Source text
= Beginning of Section =

Okay, that being year in review! The following are things that happened to me, or around the world over the last year. 2009 was a great success for many, despite difficult times! There is obviously too many items that could top this just listing the few things that come to the top of my mind.

MY 2009:

Spent a good portion of my year living in D.C. and every intention of moving back to the East Coast again...I LOVE it there!!

Discovered one of my favorite buildings. Ever!

Spent my Valentine's Day weekend hanging out and working the Toy Fair in NYC!

Hung out with these lovely ladies throughout the semester and toured Amish country with them.

26th birthday...lots of parties, in my honor and lots of yummy ethnic cuisine!

Savored Spring! There is nothing better than spring, but spring in D.C. was MAGICAL!

A nice visit from a few of my high school girlfriends. All of us, at the time, were living on the east coast, except Alli...who flew in from Utah for the weekend. We had SO much fun!!

Always enjoying yummy ethnic foods!

Got to meet this guy at CARE's National Conference. Yes, that is Richard Gere.

Got to work with a wonderful team, including the Director General of the WHO, on the H1N1 outbreak.

Earned my hood! Flew home for graduation and a quick visit with the family...then was back to work with these guys again on the H1N1 Outbreak...

The three amigos! These are my EOC (Emergency Operation Center) guys...and yes, the one below became quite the addition! He became the brunt of ANYTHING we said, joke or not!

Ventured to the beautiful country of Colombia!! And didn't want to come home! I now frequently browse for jobs there!

Spent lots of time with cousins and my grandparents

And of course, spent my summer strutting around in the above's okay though, wearing weird blue dresses around Europe during folk dance festivals qualifies you as "cool"! We had a great trip to Germany, Slovenia, Croatia, and Luxembourg, despite my severe illness! I wasn't able to dance majority of the time because I suffered from a severe inner ear viral infection that gave me incredibly bad vertigo. I enjoyed myself as much as possible, nonetheless! And I never posted pics of the trip, so here are a few!

Like I have said so many times before...sometimes I think I was born on the wrong continent! Living my Latin dream - for Halloween I dressed as the well known "Chicita Banana"!

Took my first road trip across the country!

= End of Section =

Text-to-region grounding data
= Beginning of Section =

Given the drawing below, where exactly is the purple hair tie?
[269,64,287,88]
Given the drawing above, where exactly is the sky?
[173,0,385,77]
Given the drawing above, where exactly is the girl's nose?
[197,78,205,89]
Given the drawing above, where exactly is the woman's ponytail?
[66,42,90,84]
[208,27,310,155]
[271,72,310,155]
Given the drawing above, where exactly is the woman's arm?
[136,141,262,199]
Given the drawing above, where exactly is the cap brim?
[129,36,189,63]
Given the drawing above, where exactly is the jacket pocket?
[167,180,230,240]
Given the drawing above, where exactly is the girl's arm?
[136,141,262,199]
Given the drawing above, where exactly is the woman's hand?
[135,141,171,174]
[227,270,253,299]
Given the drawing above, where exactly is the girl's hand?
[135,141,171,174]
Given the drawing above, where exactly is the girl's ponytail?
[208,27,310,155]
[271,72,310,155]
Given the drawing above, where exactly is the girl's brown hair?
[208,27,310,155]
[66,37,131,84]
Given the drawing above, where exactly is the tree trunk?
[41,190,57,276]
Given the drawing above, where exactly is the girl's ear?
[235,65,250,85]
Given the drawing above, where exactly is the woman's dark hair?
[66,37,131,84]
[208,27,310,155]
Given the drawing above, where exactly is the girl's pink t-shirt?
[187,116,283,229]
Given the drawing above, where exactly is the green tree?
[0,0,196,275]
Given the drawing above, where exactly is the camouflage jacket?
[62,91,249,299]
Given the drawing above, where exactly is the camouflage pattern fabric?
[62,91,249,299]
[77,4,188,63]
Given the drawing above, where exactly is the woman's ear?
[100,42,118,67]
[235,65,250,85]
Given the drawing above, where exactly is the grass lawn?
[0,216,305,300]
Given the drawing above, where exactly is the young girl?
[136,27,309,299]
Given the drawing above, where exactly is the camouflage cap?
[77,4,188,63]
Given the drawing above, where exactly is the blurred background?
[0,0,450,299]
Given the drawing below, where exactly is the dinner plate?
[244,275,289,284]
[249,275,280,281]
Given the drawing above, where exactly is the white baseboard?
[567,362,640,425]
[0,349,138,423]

= End of Section =

Questions
(a) Summarize the 2009 year-in-review text in two sentences.
(b) Restate word for word the part of the 2009 year-in-review text that opens with the words containing "Discovered one of" and closes with "SO much fun!!".

Activity answers
(a) The writer looks back on 2009, which included living in D.C., working the Toy Fair in NYC, meeting Richard Gere at CARE's National Conference, and working on the H1N1 outbreak with a team that included the Director General of the WHO. The year also brought a graduation, a trip to Colombia, and a summer folk dance trip to Germany, Slovenia, Croatia, and Luxembourg, where a severe inner ear viral infection kept the writer from dancing most of the time.

(b)
Discovered one of my favorite buildings. Ever!

Spent my Valentine's Day weekend hanging out and working the Toy Fair in NYC!

Hung out with these lovely ladies throughout the semester and toured Amish country with them.

26th birthday...lots of parties, in my honor and lots of yummy ethnic cuisine!

Savored Spring! There is nothing better than spring, but spring in D.C. was MAGICAL!

A nice visit from a few of my high school girlfriends. All of us, at the time, were living on the east coast, except Alli...who flew in from Utah for the weekend. We had SO much fun!!